*Provided records*
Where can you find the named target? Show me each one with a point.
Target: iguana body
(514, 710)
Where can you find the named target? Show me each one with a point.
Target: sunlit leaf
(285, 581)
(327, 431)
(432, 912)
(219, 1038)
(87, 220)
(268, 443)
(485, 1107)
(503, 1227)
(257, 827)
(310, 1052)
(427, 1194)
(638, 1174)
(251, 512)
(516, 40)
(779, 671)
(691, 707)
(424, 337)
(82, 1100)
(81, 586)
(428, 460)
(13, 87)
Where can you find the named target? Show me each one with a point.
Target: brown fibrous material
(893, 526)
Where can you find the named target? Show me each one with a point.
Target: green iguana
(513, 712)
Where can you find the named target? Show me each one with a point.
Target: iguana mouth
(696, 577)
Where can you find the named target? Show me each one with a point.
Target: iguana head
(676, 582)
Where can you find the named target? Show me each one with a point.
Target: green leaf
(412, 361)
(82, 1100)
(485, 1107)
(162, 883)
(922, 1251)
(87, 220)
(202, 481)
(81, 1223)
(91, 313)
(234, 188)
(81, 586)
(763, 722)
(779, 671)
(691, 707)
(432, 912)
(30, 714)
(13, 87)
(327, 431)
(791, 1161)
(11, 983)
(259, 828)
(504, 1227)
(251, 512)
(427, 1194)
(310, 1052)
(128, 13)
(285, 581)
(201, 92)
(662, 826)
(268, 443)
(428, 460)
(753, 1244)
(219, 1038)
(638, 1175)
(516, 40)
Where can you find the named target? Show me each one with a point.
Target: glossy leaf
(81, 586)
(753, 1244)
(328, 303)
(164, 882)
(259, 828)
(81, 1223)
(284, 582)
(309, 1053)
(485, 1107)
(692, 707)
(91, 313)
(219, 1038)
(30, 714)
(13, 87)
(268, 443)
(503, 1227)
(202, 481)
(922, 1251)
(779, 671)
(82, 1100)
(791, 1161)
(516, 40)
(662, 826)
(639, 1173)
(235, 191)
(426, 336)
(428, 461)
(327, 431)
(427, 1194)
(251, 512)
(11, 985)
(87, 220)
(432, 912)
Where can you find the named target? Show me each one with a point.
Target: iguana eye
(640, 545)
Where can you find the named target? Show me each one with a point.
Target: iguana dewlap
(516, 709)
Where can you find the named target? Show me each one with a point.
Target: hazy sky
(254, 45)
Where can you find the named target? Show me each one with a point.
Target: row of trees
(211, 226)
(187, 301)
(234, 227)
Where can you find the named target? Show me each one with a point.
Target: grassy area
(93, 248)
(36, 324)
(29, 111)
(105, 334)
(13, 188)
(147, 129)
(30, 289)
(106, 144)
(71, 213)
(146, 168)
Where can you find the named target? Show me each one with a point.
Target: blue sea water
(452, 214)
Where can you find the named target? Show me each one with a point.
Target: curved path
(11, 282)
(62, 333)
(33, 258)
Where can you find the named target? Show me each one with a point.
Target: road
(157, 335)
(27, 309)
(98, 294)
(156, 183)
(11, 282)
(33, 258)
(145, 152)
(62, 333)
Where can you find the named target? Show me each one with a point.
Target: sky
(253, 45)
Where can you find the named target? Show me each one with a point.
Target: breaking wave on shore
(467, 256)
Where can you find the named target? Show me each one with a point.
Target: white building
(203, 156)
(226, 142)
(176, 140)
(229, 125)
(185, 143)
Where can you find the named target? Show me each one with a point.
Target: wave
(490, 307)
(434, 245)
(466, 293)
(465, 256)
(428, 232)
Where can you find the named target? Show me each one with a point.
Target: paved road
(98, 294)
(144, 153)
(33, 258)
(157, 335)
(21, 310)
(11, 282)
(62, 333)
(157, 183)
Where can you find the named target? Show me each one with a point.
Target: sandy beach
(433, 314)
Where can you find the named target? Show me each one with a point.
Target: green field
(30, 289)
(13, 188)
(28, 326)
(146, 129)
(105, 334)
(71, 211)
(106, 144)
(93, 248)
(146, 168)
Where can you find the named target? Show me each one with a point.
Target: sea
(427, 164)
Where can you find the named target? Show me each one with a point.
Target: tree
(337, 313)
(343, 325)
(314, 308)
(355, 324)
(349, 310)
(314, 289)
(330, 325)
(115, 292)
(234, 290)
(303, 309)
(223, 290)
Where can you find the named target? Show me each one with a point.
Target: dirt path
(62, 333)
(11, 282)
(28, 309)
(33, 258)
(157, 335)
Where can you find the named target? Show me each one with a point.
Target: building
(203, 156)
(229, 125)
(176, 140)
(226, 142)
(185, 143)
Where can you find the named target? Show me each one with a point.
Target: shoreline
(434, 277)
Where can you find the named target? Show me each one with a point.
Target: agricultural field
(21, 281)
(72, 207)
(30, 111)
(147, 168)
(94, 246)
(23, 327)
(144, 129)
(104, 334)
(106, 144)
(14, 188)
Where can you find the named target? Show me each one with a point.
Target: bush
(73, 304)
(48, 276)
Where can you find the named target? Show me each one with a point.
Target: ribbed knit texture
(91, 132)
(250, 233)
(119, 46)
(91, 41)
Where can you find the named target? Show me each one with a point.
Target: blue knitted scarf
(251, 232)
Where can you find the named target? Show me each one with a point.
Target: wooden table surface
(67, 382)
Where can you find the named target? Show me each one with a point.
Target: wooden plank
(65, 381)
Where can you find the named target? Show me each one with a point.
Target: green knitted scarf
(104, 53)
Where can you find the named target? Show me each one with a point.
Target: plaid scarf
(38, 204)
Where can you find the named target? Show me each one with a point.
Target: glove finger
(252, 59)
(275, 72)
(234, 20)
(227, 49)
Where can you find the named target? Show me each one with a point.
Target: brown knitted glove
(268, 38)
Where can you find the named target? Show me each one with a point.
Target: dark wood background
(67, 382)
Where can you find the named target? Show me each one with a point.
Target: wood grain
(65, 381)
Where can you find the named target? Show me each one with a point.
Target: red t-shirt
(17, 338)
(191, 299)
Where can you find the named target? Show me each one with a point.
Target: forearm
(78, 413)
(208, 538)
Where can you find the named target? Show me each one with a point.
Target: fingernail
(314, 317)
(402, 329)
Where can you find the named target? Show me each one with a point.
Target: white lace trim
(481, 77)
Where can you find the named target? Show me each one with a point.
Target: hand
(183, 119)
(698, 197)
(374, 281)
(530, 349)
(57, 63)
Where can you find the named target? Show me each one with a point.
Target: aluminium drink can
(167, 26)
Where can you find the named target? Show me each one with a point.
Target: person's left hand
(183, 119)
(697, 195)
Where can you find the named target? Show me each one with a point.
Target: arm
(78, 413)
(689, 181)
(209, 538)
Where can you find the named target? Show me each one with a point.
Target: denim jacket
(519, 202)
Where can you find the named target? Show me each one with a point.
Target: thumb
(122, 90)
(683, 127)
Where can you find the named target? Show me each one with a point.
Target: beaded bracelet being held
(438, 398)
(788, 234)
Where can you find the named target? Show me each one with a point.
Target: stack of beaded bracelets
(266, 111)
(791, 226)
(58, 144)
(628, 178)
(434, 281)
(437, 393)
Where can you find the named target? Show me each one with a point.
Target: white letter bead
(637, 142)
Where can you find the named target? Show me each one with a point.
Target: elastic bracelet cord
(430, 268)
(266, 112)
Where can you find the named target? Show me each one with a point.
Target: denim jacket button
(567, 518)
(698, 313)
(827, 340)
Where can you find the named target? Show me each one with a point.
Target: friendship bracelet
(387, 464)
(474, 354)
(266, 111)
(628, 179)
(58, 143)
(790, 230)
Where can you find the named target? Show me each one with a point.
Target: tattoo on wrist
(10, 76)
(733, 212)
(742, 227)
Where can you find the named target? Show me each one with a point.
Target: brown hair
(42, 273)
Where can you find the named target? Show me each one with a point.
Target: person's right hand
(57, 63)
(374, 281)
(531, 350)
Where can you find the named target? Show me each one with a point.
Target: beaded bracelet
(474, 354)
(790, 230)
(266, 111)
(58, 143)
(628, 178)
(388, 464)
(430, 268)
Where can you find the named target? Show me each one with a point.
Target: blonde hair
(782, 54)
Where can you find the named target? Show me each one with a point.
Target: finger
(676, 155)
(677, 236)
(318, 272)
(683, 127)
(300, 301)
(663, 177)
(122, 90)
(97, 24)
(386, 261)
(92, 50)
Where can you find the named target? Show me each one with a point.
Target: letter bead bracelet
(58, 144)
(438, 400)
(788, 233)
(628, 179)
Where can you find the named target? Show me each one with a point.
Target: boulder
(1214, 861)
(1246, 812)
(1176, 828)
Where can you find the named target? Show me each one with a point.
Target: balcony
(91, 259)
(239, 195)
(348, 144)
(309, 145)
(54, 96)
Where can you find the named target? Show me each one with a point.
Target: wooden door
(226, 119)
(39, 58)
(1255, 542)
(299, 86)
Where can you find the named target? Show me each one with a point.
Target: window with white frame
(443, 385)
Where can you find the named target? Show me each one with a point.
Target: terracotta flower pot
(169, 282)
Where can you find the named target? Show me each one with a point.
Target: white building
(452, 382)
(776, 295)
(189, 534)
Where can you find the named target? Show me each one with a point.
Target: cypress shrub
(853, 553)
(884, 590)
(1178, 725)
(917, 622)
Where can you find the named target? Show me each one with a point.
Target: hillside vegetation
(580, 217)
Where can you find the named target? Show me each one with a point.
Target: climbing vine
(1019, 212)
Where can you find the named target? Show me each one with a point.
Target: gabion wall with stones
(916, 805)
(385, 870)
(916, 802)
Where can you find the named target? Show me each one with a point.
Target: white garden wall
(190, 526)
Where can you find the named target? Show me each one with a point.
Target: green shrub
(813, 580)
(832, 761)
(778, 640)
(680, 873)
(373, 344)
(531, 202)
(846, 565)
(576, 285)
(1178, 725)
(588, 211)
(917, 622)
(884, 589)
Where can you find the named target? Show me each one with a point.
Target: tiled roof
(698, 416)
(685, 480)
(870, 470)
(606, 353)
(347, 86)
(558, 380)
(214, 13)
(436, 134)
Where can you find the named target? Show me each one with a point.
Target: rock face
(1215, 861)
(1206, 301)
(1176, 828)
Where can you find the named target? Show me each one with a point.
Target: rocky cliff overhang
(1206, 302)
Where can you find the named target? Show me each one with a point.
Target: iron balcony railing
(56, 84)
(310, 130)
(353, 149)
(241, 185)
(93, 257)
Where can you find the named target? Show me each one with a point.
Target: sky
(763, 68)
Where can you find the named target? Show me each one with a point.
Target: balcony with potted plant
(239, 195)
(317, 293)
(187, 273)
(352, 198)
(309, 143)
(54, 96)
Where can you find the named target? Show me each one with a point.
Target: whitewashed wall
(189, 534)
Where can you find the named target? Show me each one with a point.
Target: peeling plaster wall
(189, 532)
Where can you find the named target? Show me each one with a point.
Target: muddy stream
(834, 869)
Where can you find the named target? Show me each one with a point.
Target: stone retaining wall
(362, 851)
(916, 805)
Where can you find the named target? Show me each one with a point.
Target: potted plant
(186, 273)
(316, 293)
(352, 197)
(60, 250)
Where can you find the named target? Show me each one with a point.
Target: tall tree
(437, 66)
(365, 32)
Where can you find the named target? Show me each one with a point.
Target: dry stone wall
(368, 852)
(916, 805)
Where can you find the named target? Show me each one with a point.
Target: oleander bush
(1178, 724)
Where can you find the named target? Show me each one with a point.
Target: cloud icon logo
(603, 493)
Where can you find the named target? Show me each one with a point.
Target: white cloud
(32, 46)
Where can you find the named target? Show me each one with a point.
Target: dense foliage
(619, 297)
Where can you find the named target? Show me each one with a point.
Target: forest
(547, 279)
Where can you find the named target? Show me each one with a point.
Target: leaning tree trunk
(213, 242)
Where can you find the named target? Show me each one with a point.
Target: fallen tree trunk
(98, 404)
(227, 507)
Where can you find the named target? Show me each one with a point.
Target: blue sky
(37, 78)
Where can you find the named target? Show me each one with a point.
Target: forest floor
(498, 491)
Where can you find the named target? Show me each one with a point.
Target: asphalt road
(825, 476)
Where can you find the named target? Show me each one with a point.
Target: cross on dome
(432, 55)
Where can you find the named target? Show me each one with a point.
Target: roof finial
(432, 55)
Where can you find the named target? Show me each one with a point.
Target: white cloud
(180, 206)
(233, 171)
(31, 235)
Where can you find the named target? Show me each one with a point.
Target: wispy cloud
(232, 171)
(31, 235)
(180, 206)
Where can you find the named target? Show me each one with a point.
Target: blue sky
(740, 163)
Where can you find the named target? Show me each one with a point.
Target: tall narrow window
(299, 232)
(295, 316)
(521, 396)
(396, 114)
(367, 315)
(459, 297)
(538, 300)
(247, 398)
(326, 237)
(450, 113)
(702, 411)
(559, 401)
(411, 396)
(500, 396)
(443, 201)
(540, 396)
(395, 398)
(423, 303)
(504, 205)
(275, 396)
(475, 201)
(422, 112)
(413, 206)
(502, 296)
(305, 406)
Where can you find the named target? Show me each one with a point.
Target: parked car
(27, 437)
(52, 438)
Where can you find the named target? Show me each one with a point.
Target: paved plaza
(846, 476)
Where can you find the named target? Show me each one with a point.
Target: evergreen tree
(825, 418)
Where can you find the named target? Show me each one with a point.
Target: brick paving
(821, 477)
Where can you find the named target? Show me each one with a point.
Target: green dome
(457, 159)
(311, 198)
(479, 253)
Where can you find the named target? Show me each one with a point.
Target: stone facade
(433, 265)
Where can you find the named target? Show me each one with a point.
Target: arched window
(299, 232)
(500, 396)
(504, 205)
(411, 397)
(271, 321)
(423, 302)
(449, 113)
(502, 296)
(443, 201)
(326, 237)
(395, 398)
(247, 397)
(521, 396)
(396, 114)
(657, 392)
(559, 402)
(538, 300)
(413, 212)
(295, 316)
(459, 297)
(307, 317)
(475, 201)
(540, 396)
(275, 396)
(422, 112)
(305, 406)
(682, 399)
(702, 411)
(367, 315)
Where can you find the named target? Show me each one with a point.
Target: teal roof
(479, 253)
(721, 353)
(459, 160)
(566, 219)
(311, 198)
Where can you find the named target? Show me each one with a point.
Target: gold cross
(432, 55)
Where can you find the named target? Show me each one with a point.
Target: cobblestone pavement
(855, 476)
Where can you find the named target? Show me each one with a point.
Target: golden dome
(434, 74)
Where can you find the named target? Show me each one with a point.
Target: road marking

*Exercise*
How many lines in the entries above contain the word "roof"? Reply with the number alone.

*Response*
3